[ASSIGNMENT] Each line of the listing below that includes "space" must be copied.

[RECORDS SUPPLIED]
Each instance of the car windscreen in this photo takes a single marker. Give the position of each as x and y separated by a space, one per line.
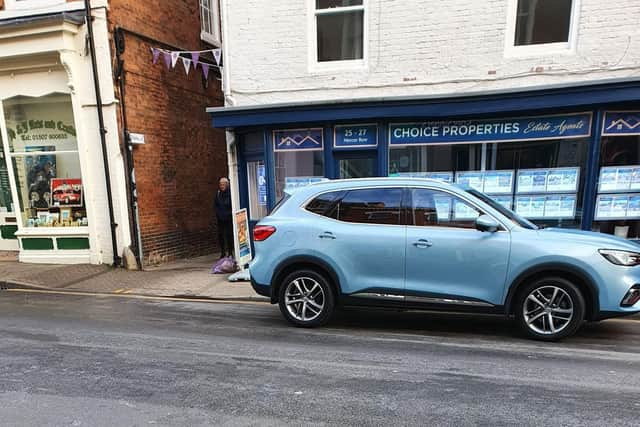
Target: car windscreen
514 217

==

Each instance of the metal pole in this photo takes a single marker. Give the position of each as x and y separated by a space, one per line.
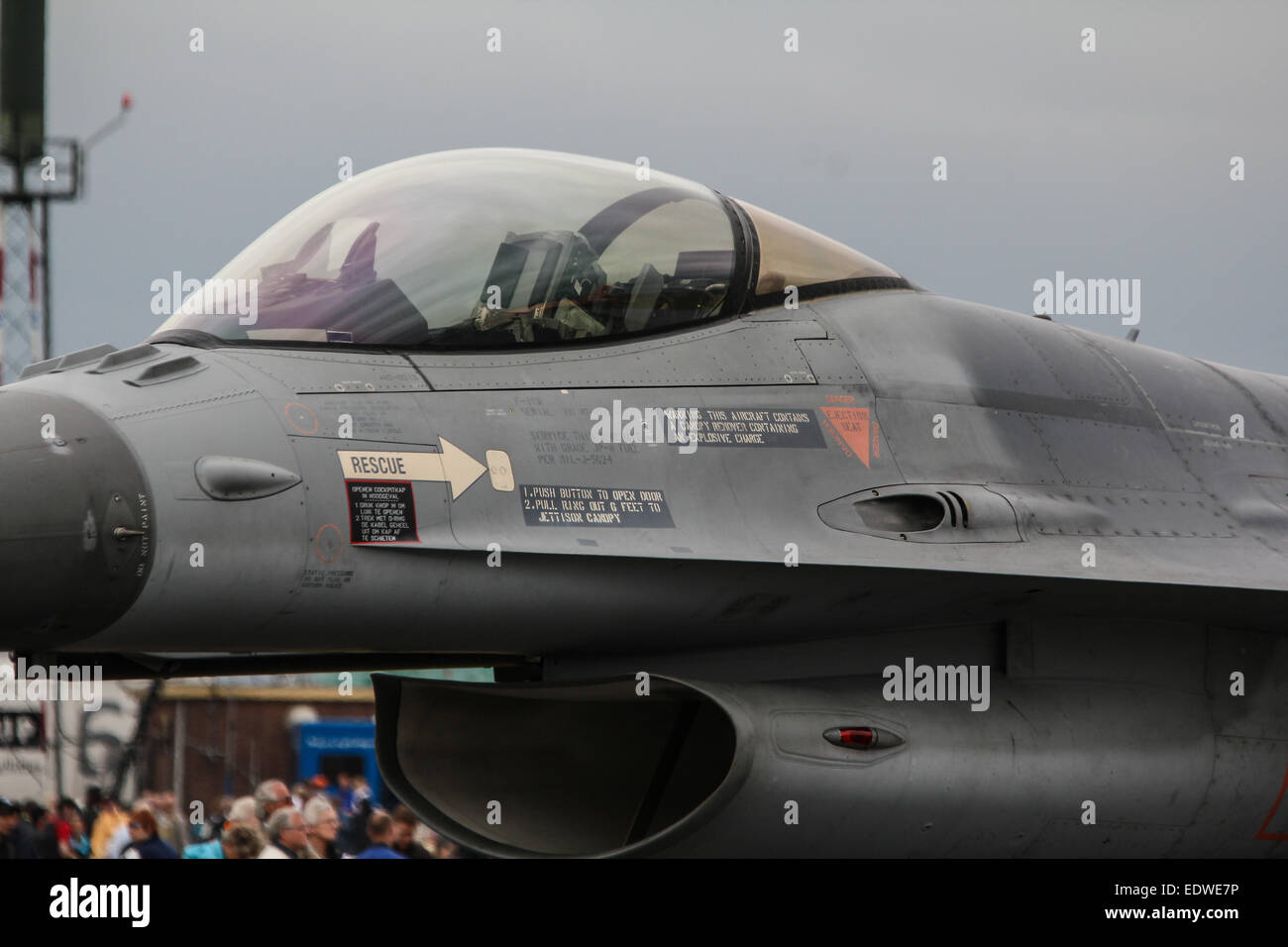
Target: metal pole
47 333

[THE ANSWER]
Each instance of the car windscreen in this photo takes a single marker. Give the position of each as x and y separated by a space, one per line.
Each instance of the metal pole in this photo takes a single marker. Give the position of each as x and y separated by a space, one per line.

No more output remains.